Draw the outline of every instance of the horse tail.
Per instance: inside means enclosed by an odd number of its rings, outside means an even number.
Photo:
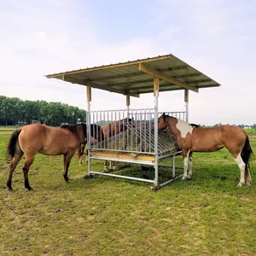
[[[250,145],[249,137],[246,134],[246,141],[241,152],[241,159],[246,165],[245,167],[246,177],[247,177],[248,175],[251,177],[251,172],[249,169],[249,160],[252,154],[253,154],[253,152]]]
[[[8,161],[11,160],[16,153],[15,152],[16,151],[16,143],[18,142],[18,138],[19,138],[19,135],[20,135],[20,131],[21,131],[21,129],[15,131],[9,138],[9,143],[7,146],[7,155],[6,155]],[[20,149],[20,151],[21,151],[21,149]]]

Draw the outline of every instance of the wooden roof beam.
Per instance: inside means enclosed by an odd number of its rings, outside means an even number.
[[[157,69],[158,71],[160,72],[168,72],[168,71],[179,71],[179,70],[183,70],[183,69],[188,69],[189,66],[184,65],[184,66],[178,66],[178,67],[166,67],[162,69]],[[78,74],[79,75],[79,74]],[[102,77],[99,79],[85,79],[84,81],[88,82],[100,82],[100,81],[106,81],[106,80],[112,80],[112,79],[126,79],[126,78],[131,78],[131,77],[136,77],[136,76],[141,76],[143,75],[141,72],[134,72],[134,73],[130,73],[126,74],[119,74],[119,75],[112,75],[112,76],[107,76],[107,77]],[[195,76],[201,76],[201,73],[194,73],[194,74],[187,74],[187,75],[178,75],[175,76],[176,78],[187,78],[187,77],[195,77]]]
[[[108,90],[111,92],[116,92],[116,93],[119,93],[119,94],[123,94],[123,95],[127,95],[127,93],[129,93],[130,96],[137,97],[137,98],[139,98],[139,96],[140,96],[140,95],[138,93],[130,93],[130,92],[127,92],[126,90],[115,89],[115,88],[109,87],[108,85],[100,85],[100,84],[96,84],[95,83],[88,83],[88,82],[84,83],[84,81],[83,81],[83,80],[70,78],[67,75],[62,75],[62,80],[66,81],[66,82],[70,82],[72,84],[78,84],[84,85],[84,86],[90,85],[92,88],[105,90]]]
[[[150,74],[152,76],[154,76],[154,77],[157,77],[160,79],[163,79],[163,80],[166,80],[167,82],[170,82],[172,84],[175,84],[180,87],[183,87],[183,88],[185,88],[185,89],[189,89],[189,90],[191,90],[195,92],[198,92],[198,88],[193,86],[193,85],[190,85],[189,84],[187,84],[187,83],[184,83],[184,82],[182,82],[177,79],[173,79],[160,71],[157,71],[154,68],[151,68],[149,67],[147,67],[145,66],[144,64],[143,64],[142,62],[138,64],[138,70],[139,71],[142,71],[145,73],[148,73],[148,74]]]
[[[175,76],[175,77],[172,77],[174,79],[177,79],[178,76]],[[183,78],[183,76],[179,76],[180,78]],[[190,84],[201,84],[201,83],[208,83],[208,82],[212,82],[212,79],[201,79],[201,80],[195,80],[195,81],[189,81]],[[138,80],[138,81],[132,81],[132,82],[125,82],[125,83],[118,83],[118,84],[108,84],[108,86],[110,87],[125,87],[127,86],[128,89],[131,89],[131,88],[137,88],[137,84],[152,84],[152,79],[145,79],[145,80]],[[147,84],[145,85],[142,85],[143,87],[147,86]]]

.....

- **What is expected**
From the records above, pull out each line containing the word "every", treating uppercase and lowercase as distinct.

- **Output of the task**
Draw the outline of every instance of the horse tail.
Draw the outline of every instance of the wooden roof beam.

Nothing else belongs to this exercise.